■ **STUDY QUESTIONS**
#1 According to the passage on Dendrobium transcriptome studies, in what year were the first transcription sequencing data revealing alkaloid biosynthesis genes in D. officinale published?
#2 Pick up the passage on Dendrobium transcriptome studies where it stops and keep writing.

■ **PROVIDED PASSAGE**
□ □ □ □
Transcriptomic analysis is a powerful tool for exploring specialized metabolite biosynthetic genes and their expression patterns, which can be used to determine the synthesis and metabolic pathway. Recently, a large number of putative genes involved in the biosynthesis of polysaccharides (Shen et al., 2017), alkaloids (Li Q. et al., 2017), and flavonoids (Lei et al., 2018) have been identified in Dendrobium through transcriptome sequencing (Table 2 and Figure 1). For instance, in D. officinale, the first transcription sequencing data that revealed the genes associated with alkaloid biosynthesis were published in 2013 (Guo et al., 2013). In 2016, a transcriptome study focusing on the regulatory maps in response to cold acclimation, polysaccharide synthesis, and gene expression profiling of the protocorm has been conducted (Zhang J. et al., 2016). In that same year, the genome of D. catenatum was sequenced and the polysaccharide synthetic pathway was analyzed (Zhang G.Q. et al., 2016). Later, in 2017 (Shen et al., 2017), unigenes associated with fructose and mannose metabolism and the putative alkaloid biosynthetic pathway were identified, while in D. nobile, transcriptome analysis was carried out to reveal genes related to the biosynthesis of dendrobine through the mevalonate (MVA) pathway (Li Q. et al., 2017). Furthermore, genes in the polysaccharide synthetic pathway, including cellulose synthase-like A 6 (DoCSLA6), UDP galacturonate 4-epimerase (DoUGE), UDP-glucose pyrophosphorylase (DoUGP), and GDP-mannose pyrophosphorylase 1 (DoGMP1) have been cloned and functionally characterized in D. officinale (Fan et al., 2016). The purpose of this review is to summarize the advances in transcriptome-related studies, with an emphasis on functional characterization of regulatory genes related to some of the major active ingredient biosynthesis in recent years and to provide useful insights into the further dissection of biosynthesis regulation mechanism in Dendrobium.
TABLE 2.
□ □ □ □
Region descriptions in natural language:
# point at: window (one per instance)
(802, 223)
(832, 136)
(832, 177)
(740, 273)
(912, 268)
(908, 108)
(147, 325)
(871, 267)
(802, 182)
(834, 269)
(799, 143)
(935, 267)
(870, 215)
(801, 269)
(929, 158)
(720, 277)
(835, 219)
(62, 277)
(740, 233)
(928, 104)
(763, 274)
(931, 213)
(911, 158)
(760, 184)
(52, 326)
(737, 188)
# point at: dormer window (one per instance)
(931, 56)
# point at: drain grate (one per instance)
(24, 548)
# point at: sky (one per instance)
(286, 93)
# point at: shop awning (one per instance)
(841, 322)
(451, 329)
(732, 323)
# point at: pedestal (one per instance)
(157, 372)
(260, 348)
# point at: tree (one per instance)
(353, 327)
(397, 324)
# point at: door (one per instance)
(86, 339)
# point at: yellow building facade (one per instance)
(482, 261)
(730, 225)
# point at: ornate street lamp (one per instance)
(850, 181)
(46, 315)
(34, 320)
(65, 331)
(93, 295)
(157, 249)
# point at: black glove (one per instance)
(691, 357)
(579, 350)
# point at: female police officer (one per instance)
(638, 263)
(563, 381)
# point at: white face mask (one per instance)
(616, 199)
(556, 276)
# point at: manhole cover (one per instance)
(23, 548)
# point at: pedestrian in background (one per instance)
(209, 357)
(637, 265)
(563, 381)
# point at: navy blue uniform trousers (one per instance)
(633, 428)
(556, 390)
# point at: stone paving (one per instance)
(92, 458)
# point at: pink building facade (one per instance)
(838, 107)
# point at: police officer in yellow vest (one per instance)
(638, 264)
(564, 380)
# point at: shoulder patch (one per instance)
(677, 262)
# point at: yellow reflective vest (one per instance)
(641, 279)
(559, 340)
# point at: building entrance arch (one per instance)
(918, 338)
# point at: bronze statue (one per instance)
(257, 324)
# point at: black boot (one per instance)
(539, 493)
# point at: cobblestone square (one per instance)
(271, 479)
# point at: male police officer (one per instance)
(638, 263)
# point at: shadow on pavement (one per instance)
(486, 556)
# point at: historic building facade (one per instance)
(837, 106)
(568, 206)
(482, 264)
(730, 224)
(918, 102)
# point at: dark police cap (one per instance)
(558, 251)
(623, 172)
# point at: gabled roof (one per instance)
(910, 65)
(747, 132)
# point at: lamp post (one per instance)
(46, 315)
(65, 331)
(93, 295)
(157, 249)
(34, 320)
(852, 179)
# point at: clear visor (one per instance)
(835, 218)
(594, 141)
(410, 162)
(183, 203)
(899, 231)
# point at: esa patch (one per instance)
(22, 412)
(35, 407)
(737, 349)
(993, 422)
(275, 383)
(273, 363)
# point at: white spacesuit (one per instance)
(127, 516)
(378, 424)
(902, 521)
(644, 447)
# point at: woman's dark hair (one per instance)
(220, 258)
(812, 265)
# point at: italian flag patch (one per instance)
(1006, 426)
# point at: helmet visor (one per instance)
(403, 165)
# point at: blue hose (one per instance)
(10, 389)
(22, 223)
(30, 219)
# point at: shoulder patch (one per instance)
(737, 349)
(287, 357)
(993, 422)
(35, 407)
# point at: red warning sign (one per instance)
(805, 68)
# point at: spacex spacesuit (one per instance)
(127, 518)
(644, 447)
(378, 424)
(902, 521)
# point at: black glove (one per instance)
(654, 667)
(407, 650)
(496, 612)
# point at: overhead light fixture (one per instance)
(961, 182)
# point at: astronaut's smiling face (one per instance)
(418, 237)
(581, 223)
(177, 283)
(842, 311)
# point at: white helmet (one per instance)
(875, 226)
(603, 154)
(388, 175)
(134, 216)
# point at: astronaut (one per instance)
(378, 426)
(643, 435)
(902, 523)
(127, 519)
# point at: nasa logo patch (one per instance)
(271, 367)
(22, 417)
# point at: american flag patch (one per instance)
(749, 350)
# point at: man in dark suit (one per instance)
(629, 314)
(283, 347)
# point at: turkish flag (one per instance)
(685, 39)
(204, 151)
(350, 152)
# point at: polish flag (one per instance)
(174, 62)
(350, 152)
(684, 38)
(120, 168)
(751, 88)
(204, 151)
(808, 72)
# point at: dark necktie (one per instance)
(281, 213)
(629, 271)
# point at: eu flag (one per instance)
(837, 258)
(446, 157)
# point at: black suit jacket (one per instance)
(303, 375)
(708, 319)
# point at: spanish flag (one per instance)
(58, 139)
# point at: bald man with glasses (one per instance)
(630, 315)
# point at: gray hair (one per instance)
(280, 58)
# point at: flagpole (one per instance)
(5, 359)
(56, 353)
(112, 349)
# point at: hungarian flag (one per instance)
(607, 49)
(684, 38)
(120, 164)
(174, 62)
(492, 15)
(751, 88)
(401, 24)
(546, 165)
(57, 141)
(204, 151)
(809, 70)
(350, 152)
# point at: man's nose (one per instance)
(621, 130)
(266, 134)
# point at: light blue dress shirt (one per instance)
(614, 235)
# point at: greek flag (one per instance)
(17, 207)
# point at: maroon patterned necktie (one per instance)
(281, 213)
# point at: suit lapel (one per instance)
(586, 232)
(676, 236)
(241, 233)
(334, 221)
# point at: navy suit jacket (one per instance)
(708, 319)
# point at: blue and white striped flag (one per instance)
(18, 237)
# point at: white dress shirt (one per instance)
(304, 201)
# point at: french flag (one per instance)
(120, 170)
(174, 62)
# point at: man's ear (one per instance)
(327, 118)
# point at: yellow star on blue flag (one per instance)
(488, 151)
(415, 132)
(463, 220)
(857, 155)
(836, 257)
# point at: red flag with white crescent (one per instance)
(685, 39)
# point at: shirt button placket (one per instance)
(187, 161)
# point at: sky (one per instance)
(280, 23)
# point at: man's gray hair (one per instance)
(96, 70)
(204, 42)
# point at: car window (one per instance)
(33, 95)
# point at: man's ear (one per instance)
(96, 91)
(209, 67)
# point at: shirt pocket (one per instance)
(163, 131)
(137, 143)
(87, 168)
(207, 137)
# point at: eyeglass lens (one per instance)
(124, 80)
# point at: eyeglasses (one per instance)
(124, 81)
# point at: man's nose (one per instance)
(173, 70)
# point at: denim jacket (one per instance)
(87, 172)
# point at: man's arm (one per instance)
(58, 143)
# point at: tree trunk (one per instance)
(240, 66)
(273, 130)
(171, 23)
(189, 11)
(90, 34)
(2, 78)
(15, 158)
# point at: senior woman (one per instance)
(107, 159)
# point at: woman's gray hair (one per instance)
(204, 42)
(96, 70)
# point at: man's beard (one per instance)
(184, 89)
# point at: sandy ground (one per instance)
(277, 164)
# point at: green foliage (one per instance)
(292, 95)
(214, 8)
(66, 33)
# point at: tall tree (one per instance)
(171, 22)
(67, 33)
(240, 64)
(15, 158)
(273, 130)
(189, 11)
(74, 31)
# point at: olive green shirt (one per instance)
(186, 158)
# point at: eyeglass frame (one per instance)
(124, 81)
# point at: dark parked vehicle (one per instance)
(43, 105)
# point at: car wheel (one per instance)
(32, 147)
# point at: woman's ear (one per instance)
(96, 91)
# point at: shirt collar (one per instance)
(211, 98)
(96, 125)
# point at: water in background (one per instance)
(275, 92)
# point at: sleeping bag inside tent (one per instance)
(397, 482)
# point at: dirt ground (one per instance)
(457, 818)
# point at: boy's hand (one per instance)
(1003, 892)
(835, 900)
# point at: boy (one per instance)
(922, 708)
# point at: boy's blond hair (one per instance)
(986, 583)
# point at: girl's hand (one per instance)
□ □ □ □
■ **WRITTEN ANSWERS**
#1 2013

#2
Dendrobium species | Sequencing time | Sequencing country | Sequencing platforms | References |
D. officinale | 2013 | China | Roche 454 GS FLX Titanium platform | Guo et al., 2013 |
D. officinale | 2015 | China | Illumina HiSeq 2000 | He et al., 2015 |
D. officinale | 2016 | China | Illumina HiSeq 2000 | Zhang J. et al., 2016 |
D. officinale | 2016 | China | Illumina HiSeq 2000 | An et al., 2016 |
D. officinale | 2017 | China | Illumina HiSeq 2500 | Shen et al., 2017 |
D. nobile | 2017 | China | Illumina HiSeq 4000 | Li Q. et al., 2017 |
D. officinale | 2017 | China | Illumina HiSeq 1500 | He et al., 2017b |
D. huoshanense | 2018 | China | Illumina HiSeq 2500 | Yuan et al., 2018 |
D. catenatum | 2018 | China | Illumina HiSeq 4000 | Lei et al., 2018 |
D. officinale | 2019 | China | Illumina HiSeq 4000 | Chen et al., 2019 |
D. huoshanense, D. officinale, and D. moniliforme | 2020 | China | Not available | Yuan et al., 2020 |
Dendrobium Alkaloid Biosynthesis
Dendrobium Alkaloid
The major medicinal constituents of Dendrobium include alkaloids, flavonoids, polysaccharides, polyphenols, etc. (Lu et al., 2014). Among these compounds, alkaloids are the most important medicinal components and the first category extracted and characterized from Dendrobium plants. Thus far, five types of structurally confirmed alkaloids including sesquiterpene alkaloids, imidazole alkaloids, phthalide alkaloids, pyrrolidine alkaloids, and indolizidine alkaloids have been clarified (Ng et al., 2012). Despite the complex composition of alkaloids, sesquiterpene alkaloid dendrobine has been regarded as the quality standard for many Dendrobium plants (Li R. et al., 2017). Evidences from modern pharmacology have demonstrated that Dendrobium alkaloids have remarkable antihypertensive, anticancer, antipyretic, eye-benefiting, neuroprotective, and immune regulatory effects in preclinical studies (Wang J.H. et al., 2010; Li et al., 2011). Currently, alkaloids are primarily obtained through extraction and chemical synthesis (Kreis and Carreira, 2012). However, neither of these approaches is efficient enough because of extremely low accumulation levels in the Dendrobium plants and technical problems in total synthesis. Due to the high market demand, overexploitation, and deterioration of natural habitats, wild Dendrobium resources have been increasingly depleted. Therefore, the biotechnology-based strategy is promising for stably producing large quantities of alkaloids to meet the market demand and protect the wild resources.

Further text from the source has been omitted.